Given entries:
[start]
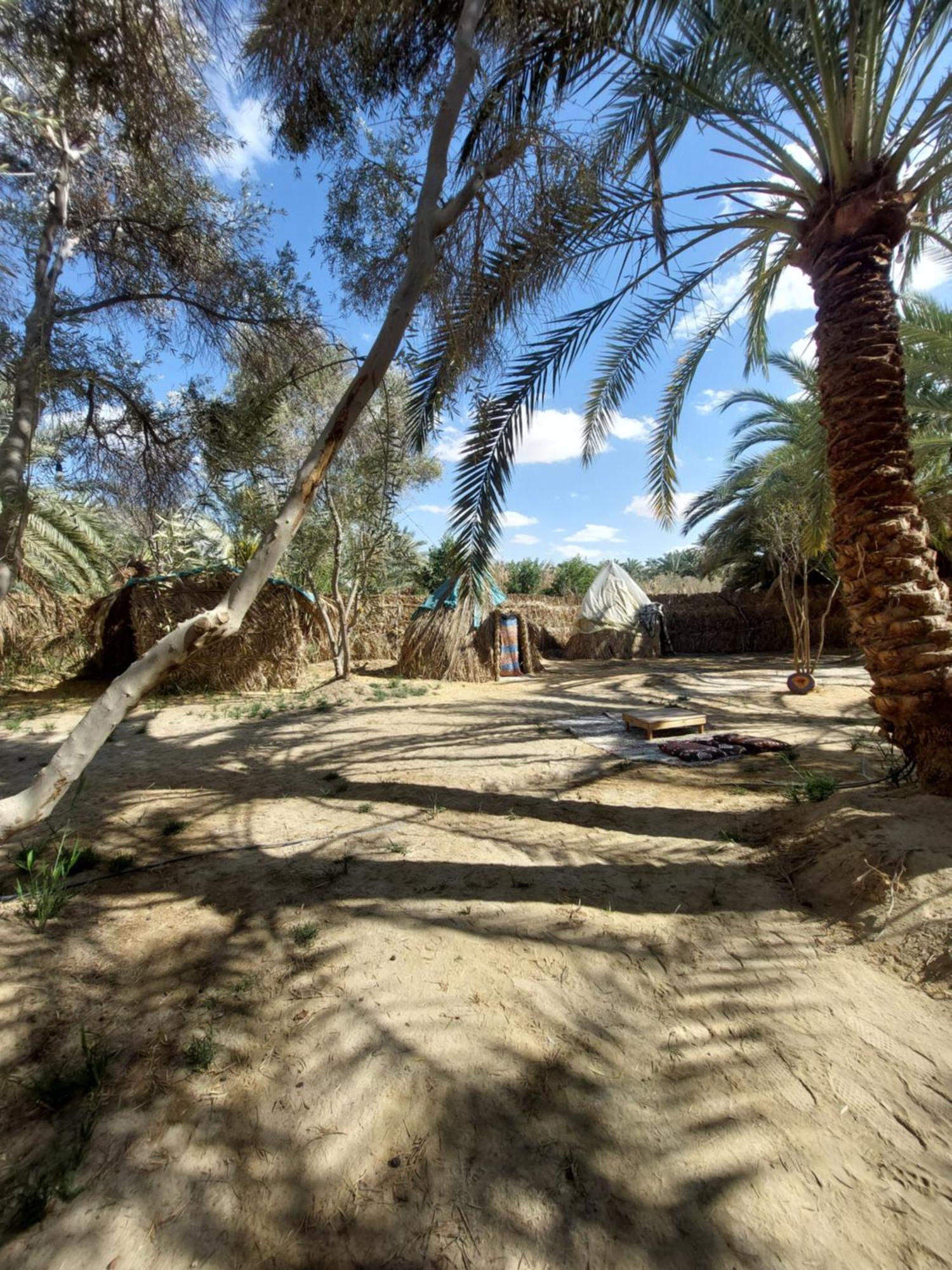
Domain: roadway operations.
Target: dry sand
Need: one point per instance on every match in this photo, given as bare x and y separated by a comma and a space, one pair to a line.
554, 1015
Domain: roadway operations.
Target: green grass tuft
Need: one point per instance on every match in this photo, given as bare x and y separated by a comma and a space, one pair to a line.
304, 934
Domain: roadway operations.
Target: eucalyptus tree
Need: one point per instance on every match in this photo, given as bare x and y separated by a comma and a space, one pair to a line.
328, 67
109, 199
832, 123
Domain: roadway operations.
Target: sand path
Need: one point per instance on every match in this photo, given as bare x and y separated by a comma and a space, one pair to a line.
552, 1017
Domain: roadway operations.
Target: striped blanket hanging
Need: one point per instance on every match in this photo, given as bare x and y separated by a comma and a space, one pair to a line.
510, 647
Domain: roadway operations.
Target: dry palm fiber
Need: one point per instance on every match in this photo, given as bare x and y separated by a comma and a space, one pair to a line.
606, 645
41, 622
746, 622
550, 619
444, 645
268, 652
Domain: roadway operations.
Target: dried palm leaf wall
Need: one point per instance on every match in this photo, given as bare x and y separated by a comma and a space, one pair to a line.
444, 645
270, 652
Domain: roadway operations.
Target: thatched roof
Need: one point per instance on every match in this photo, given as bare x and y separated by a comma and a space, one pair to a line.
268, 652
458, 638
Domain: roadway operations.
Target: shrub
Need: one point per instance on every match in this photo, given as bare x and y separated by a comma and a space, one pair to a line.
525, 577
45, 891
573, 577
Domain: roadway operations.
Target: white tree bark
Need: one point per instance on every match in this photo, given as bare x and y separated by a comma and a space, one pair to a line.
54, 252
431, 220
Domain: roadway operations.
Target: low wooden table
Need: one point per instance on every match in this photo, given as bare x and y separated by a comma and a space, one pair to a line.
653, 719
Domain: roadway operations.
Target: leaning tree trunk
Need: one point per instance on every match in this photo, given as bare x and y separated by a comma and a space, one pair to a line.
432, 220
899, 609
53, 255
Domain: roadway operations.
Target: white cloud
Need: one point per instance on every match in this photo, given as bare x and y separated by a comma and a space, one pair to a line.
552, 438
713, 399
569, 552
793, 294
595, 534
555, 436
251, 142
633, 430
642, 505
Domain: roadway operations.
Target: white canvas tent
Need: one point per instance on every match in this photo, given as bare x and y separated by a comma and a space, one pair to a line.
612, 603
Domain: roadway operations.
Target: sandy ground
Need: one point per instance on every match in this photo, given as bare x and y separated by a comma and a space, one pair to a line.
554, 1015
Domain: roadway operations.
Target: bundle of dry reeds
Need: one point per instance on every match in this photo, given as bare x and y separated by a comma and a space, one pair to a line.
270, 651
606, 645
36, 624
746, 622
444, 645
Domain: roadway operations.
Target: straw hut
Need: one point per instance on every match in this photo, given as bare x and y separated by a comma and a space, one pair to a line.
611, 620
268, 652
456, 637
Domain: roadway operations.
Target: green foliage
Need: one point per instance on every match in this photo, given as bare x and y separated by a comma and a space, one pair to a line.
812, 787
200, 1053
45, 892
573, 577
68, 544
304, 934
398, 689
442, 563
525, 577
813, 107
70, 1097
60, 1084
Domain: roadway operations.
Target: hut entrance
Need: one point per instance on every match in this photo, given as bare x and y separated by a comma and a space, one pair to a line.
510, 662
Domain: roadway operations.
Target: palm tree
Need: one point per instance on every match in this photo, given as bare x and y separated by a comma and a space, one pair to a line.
[end]
Set task:
Omit the pictures and output all of the other material exactly.

Answer:
Domain: roadway operations.
Target: dry sand
Need: one point per instance on every match in this photo, given as bare x and y separated by a comma and a space, one pair to a line.
554, 1015
Domain: roadway operations.
Target: green grass tuft
Need: one point per instance on every match in this photo, given as bare x and y separated by a comma and a space, one pair to a line.
304, 934
Domain: roadway operations.
Target: eucalyptus tree
Need: one point per instance on every match in this photo, given as bare x and y separated by a comma and a space, one pair to a line.
328, 67
109, 199
832, 123
Domain: roadway operations.
Target: sand path
Need: one point per instance on every match in this photo, given as bare x and y separated by a comma and a space, one pair to a line.
552, 1017
Domain: roadway operations.
Target: striped blanket hanging
Need: one point per instance on every match in this photo, given as bare x and y separated by a comma and a space, one pair to a line.
510, 647
Domain: roadway operations.
Target: dry palm fiber
Need: one point per instance on every match in this photo, given as bare x and y separated by a comma and a space, one pair to a line.
606, 645
41, 622
746, 622
550, 619
444, 645
268, 652
Domain: roadway operations.
Target: dried palm leaf wall
Need: one point per instance on every match in this photo, given as bare x and y separated by a comma and a space, one pair to a line.
444, 645
270, 652
Domain: roadway operations.
Target: thatched roof
Need: one point per instance on every match in this photo, given as bare x and y separated by a comma and a space, one pair to a line.
268, 652
458, 638
Domain: roadway operations.
Target: shrub
Need: one point per instance on every match in this photo, given as bare x and y separated by a comma and a space, one pair to a line.
525, 577
45, 891
573, 577
Domain: roadway operations.
Target: white tree bark
Need: one point per instance on every match in this photo, given as bare x and y separated by a comma and a space, one pair to a line.
54, 252
431, 220
Domain: roadway operations.
Target: low wooden table
Need: one point per instance on every match in this photo, given as bare x and y separated by a comma and a space, one pair to a line.
653, 719
Domain: roadway operations.
Target: leaning tree trunk
Need: one point per instance on every match in this photo, given as bare x and y separated by a comma and a space, one pair to a line.
432, 220
899, 609
53, 255
Domain: roadway operations.
Target: white cloud
Need: one point per instance on every match in this photo, given as bare x and y separated by a comma and a space, one pair to a line.
552, 438
713, 399
569, 552
793, 294
595, 534
555, 436
251, 142
633, 430
642, 505
Domain: roadway operations.
Target: white canvas tent
Need: one point per instance on every match in this photo, given as bare x and y separated by a comma and a space, one pair to a line.
612, 603
Domain: roadway operations.
Target: sandy ground
Need: one point per instance on every match in this photo, given as bare x and y separated by a comma and a space, one pair to a line.
554, 1015
Domain: roadway operations.
Target: bundle of dry reeds
Need: one point per instance on every match in this photo, given as bare x and y separated by a comma and a space, one pair to a line.
270, 651
606, 645
36, 624
746, 622
444, 645
Domain: roadway operations.
Target: straw hut
Need: one point per instance on every match in this photo, given as bare x and y separated by a comma and a space, one pair to a line.
611, 620
268, 652
456, 637
Domain: roadway operations.
Target: green foliage
Need: one point per instance on every match in this photo, given as bare x and y separated by a comma and a space, one pair to a line.
812, 787
200, 1053
45, 892
573, 577
68, 544
304, 934
398, 689
442, 563
525, 577
813, 107
70, 1097
60, 1084
Domain: roadway operations.
Target: hut entrance
Need: one point per instance on every match in this photo, given as bare x and y separated by a comma and a space, one pair to a line.
510, 662
Domain: roadway operations.
Target: palm tree
Need: one point per instance on every match in this photo, given as bare x and y separated by a comma and a space, one pair to a line.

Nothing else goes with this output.